#### [PROBLEM]
Return the entries below word for word; no images should appear in the copy.

#### [TASK MATERIAL]

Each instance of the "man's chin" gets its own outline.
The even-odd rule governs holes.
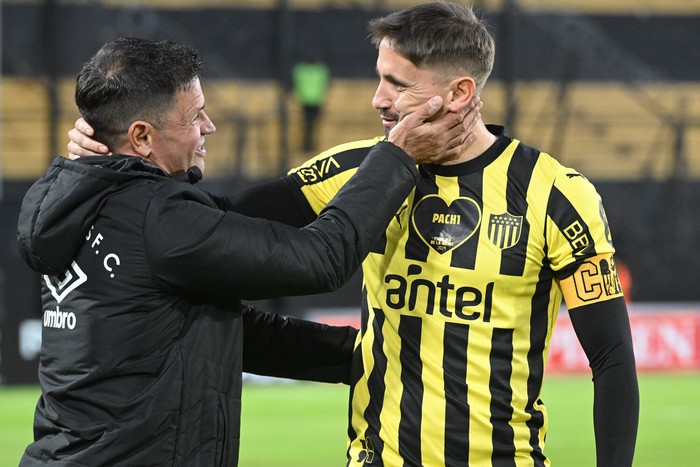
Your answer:
[[[394,128],[396,128],[396,125],[398,125],[398,123],[394,122],[394,124],[391,125],[391,126],[385,126],[385,127],[384,127],[384,136],[386,136],[386,137],[388,138],[388,137],[389,137],[389,133],[391,133],[391,130],[393,130]]]
[[[202,175],[204,175],[204,167],[206,164],[204,163],[204,159],[199,159],[198,161],[195,162],[194,164],[199,170],[202,172]]]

#### [ANSWER SPACE]
Each instance of the "man's chin" gets its own outline.
The even-odd rule governs holes.
Your answer:
[[[394,128],[396,128],[396,125],[398,125],[398,123],[394,122],[394,124],[391,125],[391,126],[385,126],[385,127],[384,127],[384,136],[386,136],[386,137],[388,138],[388,137],[389,137],[389,133],[391,133],[391,130],[393,130]]]
[[[202,175],[204,175],[204,167],[206,164],[204,163],[204,159],[199,159],[198,161],[195,162],[194,164],[199,170],[202,172]]]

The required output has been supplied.